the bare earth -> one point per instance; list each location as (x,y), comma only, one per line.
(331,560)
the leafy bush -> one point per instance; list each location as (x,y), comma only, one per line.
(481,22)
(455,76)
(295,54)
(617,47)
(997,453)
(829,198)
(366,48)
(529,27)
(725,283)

_ACTIVITY:_ Would you print all of the entries exactly as they stand?

_EXERCISE ANSWER:_
the bare earth -> one point per instance; list each location as (x,y), comma only, one per line.
(331,560)
the leafy bush -> one point per instance; list each location as (x,y), comma only, one per line.
(481,22)
(455,76)
(295,54)
(617,47)
(997,453)
(829,198)
(366,48)
(529,27)
(725,283)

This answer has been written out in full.